> **RAW DATA**:
* Start *

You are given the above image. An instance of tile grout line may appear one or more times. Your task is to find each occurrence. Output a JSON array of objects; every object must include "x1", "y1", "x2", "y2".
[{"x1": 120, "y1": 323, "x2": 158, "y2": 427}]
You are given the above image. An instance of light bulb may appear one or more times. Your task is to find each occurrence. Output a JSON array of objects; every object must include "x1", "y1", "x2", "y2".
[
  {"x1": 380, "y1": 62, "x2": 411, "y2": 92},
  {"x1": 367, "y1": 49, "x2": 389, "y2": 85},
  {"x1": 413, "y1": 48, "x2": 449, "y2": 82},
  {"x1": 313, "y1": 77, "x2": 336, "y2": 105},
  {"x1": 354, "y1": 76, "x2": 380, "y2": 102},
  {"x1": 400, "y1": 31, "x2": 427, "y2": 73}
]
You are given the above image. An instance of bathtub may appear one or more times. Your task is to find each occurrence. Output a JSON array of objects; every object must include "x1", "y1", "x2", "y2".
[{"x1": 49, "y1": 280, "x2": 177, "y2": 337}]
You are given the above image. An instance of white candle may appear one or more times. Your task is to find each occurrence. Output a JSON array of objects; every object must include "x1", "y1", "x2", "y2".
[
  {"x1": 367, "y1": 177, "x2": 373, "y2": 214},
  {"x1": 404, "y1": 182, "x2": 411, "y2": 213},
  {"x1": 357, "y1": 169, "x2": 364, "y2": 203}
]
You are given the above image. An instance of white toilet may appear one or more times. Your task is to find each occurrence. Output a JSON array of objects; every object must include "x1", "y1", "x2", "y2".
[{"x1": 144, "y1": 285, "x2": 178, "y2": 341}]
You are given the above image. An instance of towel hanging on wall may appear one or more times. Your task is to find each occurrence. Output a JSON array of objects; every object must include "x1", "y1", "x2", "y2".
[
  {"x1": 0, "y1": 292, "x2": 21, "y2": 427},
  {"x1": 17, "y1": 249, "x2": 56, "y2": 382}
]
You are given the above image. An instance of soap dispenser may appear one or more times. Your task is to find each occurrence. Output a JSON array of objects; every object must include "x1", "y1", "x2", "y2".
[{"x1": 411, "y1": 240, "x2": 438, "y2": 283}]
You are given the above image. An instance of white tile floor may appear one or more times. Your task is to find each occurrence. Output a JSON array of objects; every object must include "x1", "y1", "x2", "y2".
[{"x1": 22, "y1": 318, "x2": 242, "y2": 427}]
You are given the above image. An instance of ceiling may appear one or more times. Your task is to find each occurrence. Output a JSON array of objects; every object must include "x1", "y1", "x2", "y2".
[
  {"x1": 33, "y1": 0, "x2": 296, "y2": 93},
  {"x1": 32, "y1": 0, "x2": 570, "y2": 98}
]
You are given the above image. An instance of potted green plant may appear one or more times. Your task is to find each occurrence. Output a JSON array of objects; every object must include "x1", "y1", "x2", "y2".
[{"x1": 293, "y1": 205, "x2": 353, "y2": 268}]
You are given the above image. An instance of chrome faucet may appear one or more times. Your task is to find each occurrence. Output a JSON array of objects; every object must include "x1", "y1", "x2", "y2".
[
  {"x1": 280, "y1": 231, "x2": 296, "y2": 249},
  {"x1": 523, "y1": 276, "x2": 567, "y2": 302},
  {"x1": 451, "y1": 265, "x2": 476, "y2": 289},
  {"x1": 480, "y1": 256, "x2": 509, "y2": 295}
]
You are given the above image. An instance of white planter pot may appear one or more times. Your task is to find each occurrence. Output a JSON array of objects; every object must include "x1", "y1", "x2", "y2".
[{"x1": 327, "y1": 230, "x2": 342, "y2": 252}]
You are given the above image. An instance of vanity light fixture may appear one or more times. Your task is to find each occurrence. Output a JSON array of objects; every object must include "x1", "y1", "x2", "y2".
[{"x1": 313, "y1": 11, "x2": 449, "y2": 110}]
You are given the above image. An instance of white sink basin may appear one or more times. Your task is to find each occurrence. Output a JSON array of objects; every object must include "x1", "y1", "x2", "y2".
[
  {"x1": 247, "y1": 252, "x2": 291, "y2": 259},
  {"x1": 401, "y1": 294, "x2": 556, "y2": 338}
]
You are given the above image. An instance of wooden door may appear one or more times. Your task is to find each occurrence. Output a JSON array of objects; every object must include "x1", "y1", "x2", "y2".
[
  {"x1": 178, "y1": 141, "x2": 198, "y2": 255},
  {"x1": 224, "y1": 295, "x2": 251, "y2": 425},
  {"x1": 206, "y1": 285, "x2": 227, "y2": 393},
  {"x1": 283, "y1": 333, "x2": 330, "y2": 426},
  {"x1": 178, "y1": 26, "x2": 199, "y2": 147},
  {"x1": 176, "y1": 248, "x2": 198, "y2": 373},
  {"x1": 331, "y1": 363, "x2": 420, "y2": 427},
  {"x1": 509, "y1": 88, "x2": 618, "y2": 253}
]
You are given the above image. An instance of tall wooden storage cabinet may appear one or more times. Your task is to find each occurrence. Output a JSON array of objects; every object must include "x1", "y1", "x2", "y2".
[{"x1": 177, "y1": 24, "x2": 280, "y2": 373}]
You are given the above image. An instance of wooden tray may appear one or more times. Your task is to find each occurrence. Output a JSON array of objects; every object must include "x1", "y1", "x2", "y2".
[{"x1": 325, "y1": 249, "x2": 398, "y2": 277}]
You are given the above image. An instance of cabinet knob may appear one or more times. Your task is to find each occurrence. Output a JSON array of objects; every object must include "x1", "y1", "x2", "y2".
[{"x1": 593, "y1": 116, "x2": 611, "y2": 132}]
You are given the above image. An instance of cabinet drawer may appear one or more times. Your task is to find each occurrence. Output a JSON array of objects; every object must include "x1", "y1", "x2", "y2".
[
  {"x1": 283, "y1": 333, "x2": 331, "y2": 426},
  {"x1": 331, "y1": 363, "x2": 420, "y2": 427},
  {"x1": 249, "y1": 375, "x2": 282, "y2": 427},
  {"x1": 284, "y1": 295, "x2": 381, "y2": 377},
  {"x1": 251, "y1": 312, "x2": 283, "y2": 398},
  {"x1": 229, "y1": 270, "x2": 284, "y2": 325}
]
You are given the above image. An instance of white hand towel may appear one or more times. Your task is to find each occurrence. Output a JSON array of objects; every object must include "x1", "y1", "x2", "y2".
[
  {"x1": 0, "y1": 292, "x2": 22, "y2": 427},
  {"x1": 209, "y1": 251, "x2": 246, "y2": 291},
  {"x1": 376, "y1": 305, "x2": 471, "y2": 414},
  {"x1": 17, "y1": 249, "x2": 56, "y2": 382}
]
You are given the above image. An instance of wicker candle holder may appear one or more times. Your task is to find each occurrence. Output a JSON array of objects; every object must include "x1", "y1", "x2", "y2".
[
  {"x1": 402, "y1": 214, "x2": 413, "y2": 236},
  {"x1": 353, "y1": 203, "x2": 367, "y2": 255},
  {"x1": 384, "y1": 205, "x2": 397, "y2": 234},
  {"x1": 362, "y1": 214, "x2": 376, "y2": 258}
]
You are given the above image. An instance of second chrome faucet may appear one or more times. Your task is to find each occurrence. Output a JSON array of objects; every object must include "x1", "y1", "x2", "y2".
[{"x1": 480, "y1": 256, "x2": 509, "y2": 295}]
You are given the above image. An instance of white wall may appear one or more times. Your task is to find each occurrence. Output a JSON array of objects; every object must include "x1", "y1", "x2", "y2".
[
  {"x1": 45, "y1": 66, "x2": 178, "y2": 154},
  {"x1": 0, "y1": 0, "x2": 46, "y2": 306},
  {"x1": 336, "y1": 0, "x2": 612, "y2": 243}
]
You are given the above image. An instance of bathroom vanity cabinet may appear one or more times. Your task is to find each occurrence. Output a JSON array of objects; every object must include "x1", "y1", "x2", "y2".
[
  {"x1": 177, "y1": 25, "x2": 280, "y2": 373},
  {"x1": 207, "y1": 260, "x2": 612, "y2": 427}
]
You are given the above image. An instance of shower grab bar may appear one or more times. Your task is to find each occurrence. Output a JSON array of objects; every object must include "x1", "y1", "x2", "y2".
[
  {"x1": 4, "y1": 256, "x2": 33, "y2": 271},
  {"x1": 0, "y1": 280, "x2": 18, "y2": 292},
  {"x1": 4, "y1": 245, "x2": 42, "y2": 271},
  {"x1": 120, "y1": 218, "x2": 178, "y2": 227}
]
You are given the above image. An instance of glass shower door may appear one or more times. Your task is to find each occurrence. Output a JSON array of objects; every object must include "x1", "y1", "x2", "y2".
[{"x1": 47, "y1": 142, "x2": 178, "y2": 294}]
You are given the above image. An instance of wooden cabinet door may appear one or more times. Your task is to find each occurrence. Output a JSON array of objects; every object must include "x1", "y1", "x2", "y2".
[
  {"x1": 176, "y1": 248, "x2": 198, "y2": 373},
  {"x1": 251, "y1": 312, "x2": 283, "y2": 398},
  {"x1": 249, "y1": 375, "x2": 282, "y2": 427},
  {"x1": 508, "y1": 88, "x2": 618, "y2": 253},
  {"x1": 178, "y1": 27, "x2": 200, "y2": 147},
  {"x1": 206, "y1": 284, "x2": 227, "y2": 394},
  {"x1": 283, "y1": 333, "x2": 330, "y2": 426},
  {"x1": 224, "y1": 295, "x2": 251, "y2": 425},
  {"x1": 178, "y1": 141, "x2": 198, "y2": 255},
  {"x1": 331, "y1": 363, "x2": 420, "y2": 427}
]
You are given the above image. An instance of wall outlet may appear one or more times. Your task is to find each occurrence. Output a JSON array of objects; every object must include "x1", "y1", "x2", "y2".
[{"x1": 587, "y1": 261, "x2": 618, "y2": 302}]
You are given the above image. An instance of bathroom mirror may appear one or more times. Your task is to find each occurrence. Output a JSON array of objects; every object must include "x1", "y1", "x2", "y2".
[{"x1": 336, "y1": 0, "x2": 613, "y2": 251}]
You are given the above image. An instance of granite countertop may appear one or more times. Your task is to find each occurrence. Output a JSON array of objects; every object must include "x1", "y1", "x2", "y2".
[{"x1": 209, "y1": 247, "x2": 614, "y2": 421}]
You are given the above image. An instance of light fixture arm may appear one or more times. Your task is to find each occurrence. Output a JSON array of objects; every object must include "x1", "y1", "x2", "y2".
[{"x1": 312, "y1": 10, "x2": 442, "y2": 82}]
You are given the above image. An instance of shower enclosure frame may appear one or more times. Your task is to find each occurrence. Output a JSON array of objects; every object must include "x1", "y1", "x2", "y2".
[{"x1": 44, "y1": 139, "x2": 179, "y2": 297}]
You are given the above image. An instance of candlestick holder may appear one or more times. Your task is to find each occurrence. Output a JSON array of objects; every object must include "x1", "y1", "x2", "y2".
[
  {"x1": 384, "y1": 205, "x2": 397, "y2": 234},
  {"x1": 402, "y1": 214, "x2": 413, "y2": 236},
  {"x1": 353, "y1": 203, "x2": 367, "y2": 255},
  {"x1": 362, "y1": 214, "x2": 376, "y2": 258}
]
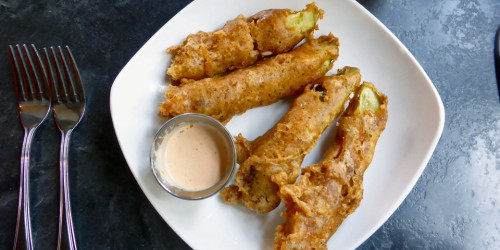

* End *

Collect every line in the records above that contains the string "tile", and copy each such line in full.

> **ANSWER TO THIS PROBLEM**:
You are given the above image. An instance of tile grout line may appear one or more times. Your task is to find each occurrence. Output a JSON array of objects; every object must include "x1", "y1", "x2", "y2".
You are given the above image. An instance of white tile floor may appear one or more times. Your task is to find each occurrence. Output a JSON array of objects; every object must include "x1", "y1", "x2", "y2".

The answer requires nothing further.